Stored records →
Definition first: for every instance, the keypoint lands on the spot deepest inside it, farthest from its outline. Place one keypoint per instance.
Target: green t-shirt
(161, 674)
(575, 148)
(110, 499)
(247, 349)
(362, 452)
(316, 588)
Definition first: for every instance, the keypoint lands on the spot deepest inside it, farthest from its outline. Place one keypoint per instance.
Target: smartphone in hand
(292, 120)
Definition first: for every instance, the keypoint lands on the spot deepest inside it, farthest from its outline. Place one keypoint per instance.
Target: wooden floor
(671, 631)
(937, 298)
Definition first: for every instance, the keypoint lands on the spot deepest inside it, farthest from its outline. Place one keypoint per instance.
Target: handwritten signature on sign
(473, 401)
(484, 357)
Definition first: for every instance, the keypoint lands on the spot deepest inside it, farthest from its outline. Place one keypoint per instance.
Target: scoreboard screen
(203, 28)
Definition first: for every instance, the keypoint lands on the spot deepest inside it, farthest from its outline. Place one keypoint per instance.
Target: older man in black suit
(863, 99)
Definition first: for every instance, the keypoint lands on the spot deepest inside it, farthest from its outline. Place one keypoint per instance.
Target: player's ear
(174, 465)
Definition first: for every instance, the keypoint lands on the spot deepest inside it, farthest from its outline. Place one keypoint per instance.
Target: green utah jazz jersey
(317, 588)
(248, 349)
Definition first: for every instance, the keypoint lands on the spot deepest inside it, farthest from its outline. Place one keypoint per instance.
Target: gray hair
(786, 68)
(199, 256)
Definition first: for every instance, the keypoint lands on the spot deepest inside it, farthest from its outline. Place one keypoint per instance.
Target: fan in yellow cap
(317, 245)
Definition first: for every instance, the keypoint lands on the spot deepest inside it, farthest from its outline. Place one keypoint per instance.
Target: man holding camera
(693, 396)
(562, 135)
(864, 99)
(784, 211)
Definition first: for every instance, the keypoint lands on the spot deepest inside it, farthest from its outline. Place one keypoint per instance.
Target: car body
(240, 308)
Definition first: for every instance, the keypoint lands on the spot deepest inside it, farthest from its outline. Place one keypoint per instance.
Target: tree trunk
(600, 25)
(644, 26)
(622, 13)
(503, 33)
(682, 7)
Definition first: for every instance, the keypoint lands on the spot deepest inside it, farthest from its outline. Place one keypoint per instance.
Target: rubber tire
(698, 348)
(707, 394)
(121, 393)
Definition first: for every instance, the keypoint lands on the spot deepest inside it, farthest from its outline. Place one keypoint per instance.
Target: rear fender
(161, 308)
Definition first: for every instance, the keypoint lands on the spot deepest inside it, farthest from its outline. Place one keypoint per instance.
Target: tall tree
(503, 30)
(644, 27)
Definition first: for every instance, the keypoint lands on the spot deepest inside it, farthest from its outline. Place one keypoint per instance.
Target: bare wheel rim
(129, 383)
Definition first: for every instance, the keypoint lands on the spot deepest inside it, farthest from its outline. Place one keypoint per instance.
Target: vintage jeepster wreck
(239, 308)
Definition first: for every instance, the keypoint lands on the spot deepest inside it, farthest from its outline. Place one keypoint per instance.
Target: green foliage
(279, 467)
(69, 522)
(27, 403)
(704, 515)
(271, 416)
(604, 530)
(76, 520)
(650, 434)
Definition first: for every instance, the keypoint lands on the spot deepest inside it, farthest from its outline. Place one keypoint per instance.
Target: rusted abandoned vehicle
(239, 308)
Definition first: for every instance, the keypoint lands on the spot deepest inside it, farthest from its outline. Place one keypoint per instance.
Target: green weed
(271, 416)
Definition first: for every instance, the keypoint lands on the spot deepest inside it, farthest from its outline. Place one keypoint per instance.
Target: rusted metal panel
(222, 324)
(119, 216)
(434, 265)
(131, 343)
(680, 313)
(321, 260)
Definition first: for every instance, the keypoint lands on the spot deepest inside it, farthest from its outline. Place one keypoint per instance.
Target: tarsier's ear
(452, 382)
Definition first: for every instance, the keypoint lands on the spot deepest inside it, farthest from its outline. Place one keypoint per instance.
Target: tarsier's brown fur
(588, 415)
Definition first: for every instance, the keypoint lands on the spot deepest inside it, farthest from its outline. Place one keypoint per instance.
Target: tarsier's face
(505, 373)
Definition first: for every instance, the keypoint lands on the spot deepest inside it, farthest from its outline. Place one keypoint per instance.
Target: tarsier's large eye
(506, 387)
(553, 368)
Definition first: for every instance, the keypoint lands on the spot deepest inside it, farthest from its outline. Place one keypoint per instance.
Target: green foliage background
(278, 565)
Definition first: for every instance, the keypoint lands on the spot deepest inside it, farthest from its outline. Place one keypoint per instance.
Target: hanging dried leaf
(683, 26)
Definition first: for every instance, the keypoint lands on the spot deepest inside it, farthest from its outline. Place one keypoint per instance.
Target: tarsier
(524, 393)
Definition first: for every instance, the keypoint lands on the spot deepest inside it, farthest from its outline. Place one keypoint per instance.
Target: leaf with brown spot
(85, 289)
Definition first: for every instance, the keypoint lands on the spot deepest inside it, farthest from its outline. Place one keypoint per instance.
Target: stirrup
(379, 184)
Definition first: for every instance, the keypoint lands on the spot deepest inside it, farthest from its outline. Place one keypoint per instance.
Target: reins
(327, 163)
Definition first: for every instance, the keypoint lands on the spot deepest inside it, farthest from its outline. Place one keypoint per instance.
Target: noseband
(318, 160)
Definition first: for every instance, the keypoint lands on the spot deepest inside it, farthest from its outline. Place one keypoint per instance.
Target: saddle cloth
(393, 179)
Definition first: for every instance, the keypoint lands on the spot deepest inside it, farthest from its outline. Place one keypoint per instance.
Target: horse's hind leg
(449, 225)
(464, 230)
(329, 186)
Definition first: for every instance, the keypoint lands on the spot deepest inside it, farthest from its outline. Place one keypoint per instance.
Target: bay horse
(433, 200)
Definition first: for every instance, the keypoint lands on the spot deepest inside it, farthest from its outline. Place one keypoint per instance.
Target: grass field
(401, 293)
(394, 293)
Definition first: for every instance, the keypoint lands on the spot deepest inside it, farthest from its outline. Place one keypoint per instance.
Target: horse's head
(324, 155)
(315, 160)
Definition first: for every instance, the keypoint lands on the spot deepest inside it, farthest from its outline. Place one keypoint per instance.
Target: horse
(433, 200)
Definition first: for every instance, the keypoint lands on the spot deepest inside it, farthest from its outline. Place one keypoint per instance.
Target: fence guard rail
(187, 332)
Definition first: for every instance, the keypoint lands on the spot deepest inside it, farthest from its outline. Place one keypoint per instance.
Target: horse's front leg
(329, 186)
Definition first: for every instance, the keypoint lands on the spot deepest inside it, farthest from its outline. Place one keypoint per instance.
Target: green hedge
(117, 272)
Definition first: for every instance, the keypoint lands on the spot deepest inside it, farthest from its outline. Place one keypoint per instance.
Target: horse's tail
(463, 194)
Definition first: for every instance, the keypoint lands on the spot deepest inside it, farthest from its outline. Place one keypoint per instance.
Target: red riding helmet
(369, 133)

WHAT IS EXPECTED → Extract the data exactly as given.

RESPONSE TO THE EXERCISE →
Definition first: for every instance, the keypoint lands on the spot deepest inside it, farthest from its outline. Place one keypoint per instance.
Target: green t-shirt
(161, 674)
(575, 148)
(110, 499)
(247, 349)
(362, 452)
(316, 588)
Definition first: for every instance, the keypoint lands on the spot deepest inside it, farthest from its outline. Place one keypoint per instance.
Target: smartphone in hand
(292, 120)
Definition first: for every instance, the keypoint lands on the spot deepest inside it, farthest from its outline. Place one keypoint per instance.
Target: wooden floor
(671, 631)
(937, 298)
Definition first: for every instance, the keypoint lands on the spot deepest inside it, farthest from its outline. Place one keypoint per instance.
Target: handwritten signature on sign
(473, 401)
(484, 357)
Definition first: for every instance, the keypoint lands on the spot deepest inside it, farthest from its outline. Place one keypoint per instance.
Target: scoreboard screen
(203, 28)
Definition first: for every instance, the keypoint lands on the spot deepest inside it, farthest from its outline. Place one keypoint per instance.
Target: older man in black suit
(863, 99)
Definition first: for every instance, the keypoint lands on the spot deepest inside it, farthest from its outline. Place one keypoint per instance.
Target: player's ear
(174, 465)
Definition first: for every instance, the keypoint lands on the spot deepest inside it, farthest from its outline. Place one keypoint per instance.
Target: green utah jazz jersey
(317, 588)
(248, 349)
Definition first: for every instance, the keypoint lands on the spot deepest inside it, farthest from its outline. Place one keypoint per instance.
Target: gray hair
(786, 68)
(199, 256)
Definition first: for every instance, the keypoint lands on the spot deepest inside it, farthest from its outline. Place one keypoint per instance.
Target: fan in yellow cap
(317, 245)
Definition first: for every instance, the keypoint lands on the spot deepest inside it, farthest from its outline. Place one keypoint per instance.
Target: man holding camera
(693, 396)
(562, 135)
(864, 99)
(784, 211)
Definition first: for every instance, the keypoint lands on the spot deepest inside it, farthest from its outline. Place one keypoint per instance.
Target: car body
(240, 308)
Definition first: for every instance, the keypoint lands on the spot deepest inside it, farthest from its outline. Place one keypoint per instance.
Target: tree trunk
(600, 25)
(644, 26)
(622, 13)
(503, 33)
(682, 7)
Definition first: for every instance, the keypoint lands on the spot deepest inside it, farthest from its outline. Place one keypoint per instance.
Target: rubber tire
(698, 348)
(707, 394)
(121, 393)
Definition first: for every instance, the keypoint lands on the spot deepest inside it, farthest from its outline. Place one keypoint per instance.
Target: rear fender
(161, 308)
Definition first: for every instance, the keypoint lands on the spot deepest inside it, farthest from its outline. Place one keypoint per instance.
Target: tall tree
(503, 30)
(644, 27)
Definition first: for every instance, the keypoint lands on the spot deepest inside it, farthest from its outline. Place one keypoint per instance.
Target: bare wheel rim
(129, 383)
Definition first: for every instance, the keypoint lands on the spot deepest inside it, farthest from its outline. Place one keypoint per instance.
Target: vintage jeepster wreck
(239, 308)
Definition first: for every instance, the keypoint lands on the spot deepest inside it, farthest from its outline. Place one keypoint per instance.
Target: green foliage
(279, 467)
(69, 522)
(27, 403)
(704, 515)
(271, 416)
(604, 530)
(76, 520)
(650, 434)
Definition first: for every instance, the keypoint lands on the spot deepest inside it, farthest from its outline. Place one keypoint per instance.
Target: rusted abandoned vehicle
(239, 308)
Definition first: for every instance, the keypoint lands on the spot deepest inside it, farthest from its outline. Place one keypoint per instance.
Target: green weed
(271, 416)
Definition first: for every instance, the keypoint lands on the spot deepest inside it, farthest from its outline. Place one keypoint per instance.
Target: rusted metal panel
(222, 324)
(119, 216)
(434, 265)
(131, 343)
(680, 313)
(321, 260)
Definition first: for every instance, the keypoint lands on the spot deepest inside it, farthest from its outline. Place one keypoint per instance.
Target: tarsier's ear
(452, 382)
Definition first: for every instance, the keypoint lands on the spot deepest inside it, farthest from its outline. Place one keypoint per instance.
Target: tarsier's brown fur
(588, 415)
Definition first: for every instance, the keypoint lands on the spot deepest inside it, farthest from its outline. Place one keypoint per instance.
Target: tarsier's face
(505, 373)
Definition first: for every instance, the keypoint lands on the spot deepest inside it, farthest from its outline. Place one keypoint per instance.
Target: tarsier's large eye
(506, 387)
(553, 368)
Definition first: for every instance, the keypoint lands on the spot deepest inside it, farthest from its outline. Place one keypoint per instance.
Target: green foliage background
(278, 565)
Definition first: for every instance, the keypoint lands on the spot deepest inside it, farthest from its outline. Place one keypoint per instance.
Target: hanging dried leaf
(683, 26)
Definition first: for every instance, the keypoint lands on the spot deepest inside it, farthest from its outline. Place one keypoint per instance.
Target: tarsier
(524, 393)
Definition first: for every instance, the keypoint lands on the spot deepest inside it, farthest from its outline. Place one keypoint per instance.
Target: leaf with brown spot
(85, 289)
Definition first: for every instance, the keypoint lands on the spot deepest inside it, farthest from its outline. Place one keypoint per instance.
Target: stirrup
(379, 184)
Definition first: for every instance, the keypoint lands on the spot deepest inside it, farthest from its outline. Place one keypoint per instance.
Target: reins
(327, 163)
Definition first: for every instance, the keypoint lands on the spot deepest inside it, farthest from its outline. Place one keypoint per instance.
Target: noseband
(318, 160)
Definition first: for every instance, the keypoint lands on the spot deepest inside it, farthest from its outline. Place one keypoint per instance.
Target: saddle cloth
(393, 179)
Definition first: for every instance, the keypoint lands on the spot deepest inside it, farthest from its outline. Place one keypoint per instance.
Target: horse's hind leg
(449, 225)
(464, 230)
(329, 186)
Definition first: for every instance, the keypoint lands on the spot deepest inside it, farthest from its outline. Place one keypoint per instance.
Target: bay horse
(433, 200)
Definition first: for every instance, the keypoint lands on the spot deepest inside it, farthest from its outline. Place one keypoint per instance.
Target: grass field
(401, 293)
(394, 293)
Definition first: for every instance, the keypoint lands on the spot deepest inside it, farthest from its outline. Place one keypoint per instance.
Target: horse's head
(324, 155)
(315, 160)
Definition first: for every instance, the keypoint lands on the spot deepest inside it, farthest from its outline. Place one keypoint per instance.
Target: horse
(433, 200)
Definition first: for every instance, the keypoint lands on the spot deepest inside it, farthest from its outline. Place one keypoint per instance.
Target: fence guard rail
(187, 332)
Definition first: for every instance, the keypoint lands on the spot deepest inside it, farthest from its outline. Place one keypoint per instance.
Target: horse's front leg
(329, 186)
Definition first: for every instance, the keypoint lands on the spot deepest inside it, farthest from its outline. Place one keypoint per instance.
Target: green hedge
(117, 272)
Definition first: for every instance, the keypoint lands on the spot deepest inside it, farthest from its outline. Place one keypoint per instance.
Target: horse's tail
(463, 194)
Definition first: for every instance, the keypoint lands on the spot deepest inside it, farthest from its outline. Place one keypoint per instance.
Target: red riding helmet
(369, 133)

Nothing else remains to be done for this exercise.